DATA SUPPLIED >>
● ● ● ● ●
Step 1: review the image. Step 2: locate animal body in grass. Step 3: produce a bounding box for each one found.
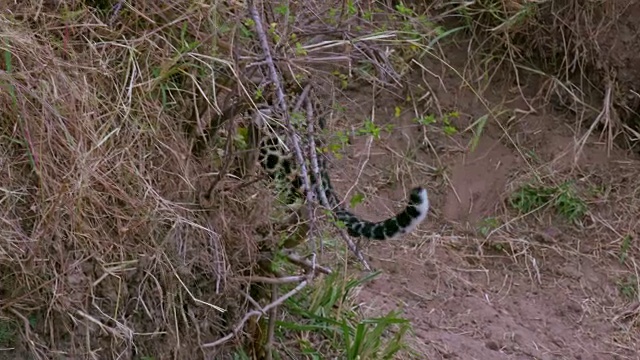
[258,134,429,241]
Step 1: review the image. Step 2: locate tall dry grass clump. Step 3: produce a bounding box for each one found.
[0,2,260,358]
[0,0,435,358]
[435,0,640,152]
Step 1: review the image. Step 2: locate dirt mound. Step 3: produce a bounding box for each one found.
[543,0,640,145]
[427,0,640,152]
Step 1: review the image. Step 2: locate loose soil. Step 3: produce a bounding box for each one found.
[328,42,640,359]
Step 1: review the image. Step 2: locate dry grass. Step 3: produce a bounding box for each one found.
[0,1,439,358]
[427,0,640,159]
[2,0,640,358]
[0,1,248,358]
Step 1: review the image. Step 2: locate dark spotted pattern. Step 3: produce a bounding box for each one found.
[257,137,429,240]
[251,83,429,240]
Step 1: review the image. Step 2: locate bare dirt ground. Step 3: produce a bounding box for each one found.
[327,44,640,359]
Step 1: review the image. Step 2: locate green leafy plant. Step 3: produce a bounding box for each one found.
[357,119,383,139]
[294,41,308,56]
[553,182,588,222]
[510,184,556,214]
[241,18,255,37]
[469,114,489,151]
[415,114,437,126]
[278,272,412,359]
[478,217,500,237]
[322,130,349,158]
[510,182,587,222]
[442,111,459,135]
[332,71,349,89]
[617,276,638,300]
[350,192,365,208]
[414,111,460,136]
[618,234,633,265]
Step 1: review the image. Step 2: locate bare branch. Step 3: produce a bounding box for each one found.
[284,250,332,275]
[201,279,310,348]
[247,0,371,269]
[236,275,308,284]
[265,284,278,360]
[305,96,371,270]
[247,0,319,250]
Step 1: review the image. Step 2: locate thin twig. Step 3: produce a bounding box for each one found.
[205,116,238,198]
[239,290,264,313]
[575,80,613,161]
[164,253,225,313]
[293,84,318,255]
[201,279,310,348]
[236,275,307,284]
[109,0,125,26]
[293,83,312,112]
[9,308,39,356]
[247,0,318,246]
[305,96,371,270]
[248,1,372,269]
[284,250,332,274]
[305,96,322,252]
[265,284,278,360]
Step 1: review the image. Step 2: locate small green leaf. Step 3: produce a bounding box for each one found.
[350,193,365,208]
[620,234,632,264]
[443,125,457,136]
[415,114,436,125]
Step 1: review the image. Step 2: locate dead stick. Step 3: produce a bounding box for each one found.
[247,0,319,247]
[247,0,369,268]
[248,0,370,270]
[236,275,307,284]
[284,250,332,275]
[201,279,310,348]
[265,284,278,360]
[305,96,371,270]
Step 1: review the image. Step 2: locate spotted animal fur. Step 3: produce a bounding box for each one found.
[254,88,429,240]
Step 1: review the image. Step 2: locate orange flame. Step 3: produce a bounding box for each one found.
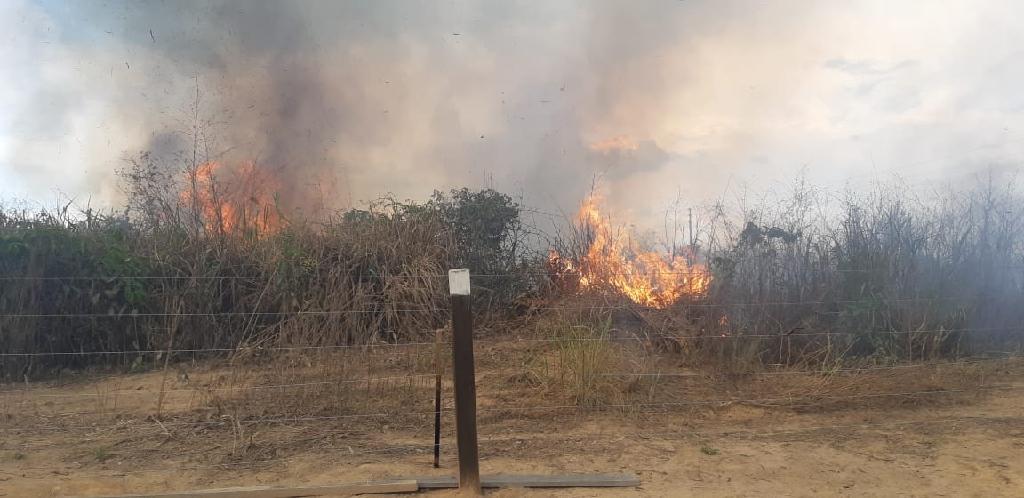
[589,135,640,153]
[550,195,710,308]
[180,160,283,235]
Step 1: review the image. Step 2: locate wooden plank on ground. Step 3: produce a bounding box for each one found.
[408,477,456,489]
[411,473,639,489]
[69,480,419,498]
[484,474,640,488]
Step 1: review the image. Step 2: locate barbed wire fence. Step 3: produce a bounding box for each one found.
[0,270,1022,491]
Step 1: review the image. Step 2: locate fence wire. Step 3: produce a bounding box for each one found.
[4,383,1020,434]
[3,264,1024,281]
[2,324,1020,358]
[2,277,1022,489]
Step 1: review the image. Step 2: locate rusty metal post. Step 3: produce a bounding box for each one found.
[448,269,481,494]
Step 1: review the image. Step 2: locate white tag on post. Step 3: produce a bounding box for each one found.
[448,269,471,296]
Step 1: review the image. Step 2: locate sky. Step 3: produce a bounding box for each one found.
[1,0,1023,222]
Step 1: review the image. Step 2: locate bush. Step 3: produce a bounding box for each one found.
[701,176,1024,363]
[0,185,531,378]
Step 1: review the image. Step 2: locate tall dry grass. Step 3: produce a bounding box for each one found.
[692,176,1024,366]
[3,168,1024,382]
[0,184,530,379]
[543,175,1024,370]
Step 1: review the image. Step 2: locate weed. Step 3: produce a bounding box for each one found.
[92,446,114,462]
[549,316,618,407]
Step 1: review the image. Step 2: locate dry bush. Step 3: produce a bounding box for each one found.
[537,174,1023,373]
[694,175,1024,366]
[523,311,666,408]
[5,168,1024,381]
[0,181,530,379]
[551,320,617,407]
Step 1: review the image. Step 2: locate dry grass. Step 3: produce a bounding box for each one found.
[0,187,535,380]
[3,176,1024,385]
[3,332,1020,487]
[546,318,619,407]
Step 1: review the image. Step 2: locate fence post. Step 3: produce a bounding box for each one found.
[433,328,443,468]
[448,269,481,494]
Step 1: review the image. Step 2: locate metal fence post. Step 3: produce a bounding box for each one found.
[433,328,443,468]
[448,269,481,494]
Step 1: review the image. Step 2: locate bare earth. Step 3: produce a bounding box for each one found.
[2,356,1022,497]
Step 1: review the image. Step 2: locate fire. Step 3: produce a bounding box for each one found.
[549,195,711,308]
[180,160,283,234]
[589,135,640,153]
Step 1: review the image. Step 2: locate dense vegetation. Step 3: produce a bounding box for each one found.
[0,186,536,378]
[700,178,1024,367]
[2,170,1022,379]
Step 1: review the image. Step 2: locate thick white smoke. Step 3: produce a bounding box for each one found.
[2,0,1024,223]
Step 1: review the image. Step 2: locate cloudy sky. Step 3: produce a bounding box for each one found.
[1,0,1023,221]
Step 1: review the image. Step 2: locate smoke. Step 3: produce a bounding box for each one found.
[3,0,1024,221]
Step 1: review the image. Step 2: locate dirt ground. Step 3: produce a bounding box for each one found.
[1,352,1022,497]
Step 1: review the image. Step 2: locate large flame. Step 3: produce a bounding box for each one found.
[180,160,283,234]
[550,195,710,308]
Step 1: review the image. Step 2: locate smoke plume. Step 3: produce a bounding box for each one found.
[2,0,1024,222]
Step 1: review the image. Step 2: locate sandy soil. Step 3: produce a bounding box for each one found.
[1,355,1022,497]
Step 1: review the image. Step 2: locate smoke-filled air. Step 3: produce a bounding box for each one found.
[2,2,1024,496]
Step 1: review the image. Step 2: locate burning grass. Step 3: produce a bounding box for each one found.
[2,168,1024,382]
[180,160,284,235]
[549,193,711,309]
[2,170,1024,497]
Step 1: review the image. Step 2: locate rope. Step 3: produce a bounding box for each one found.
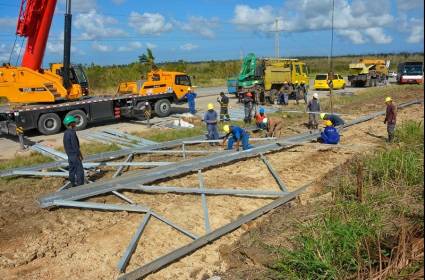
● ● ● ● ●
ASSIGNED TASK >> From the line with "Step 1: review the image. Step 2: locate smoke-filled" through the final line of the data above, copy everything exactly, both ends included, but not the pictures.

SOLUTION FOR THIS PROBLEM >>
Step 1: review the image. Step 2: locate smoke-filled air. Step 3: produce a bounding box for each one found.
[2,2,1024,496]
Step 1: review the image. Step 2: locate burning grass. Step 3: produce a bounding box for each one found.
[2,168,1024,382]
[180,160,284,235]
[549,193,711,309]
[2,170,1024,497]
Step 1: review the image. Step 2: locate rope. Step 3: produce a bounding box for each one found.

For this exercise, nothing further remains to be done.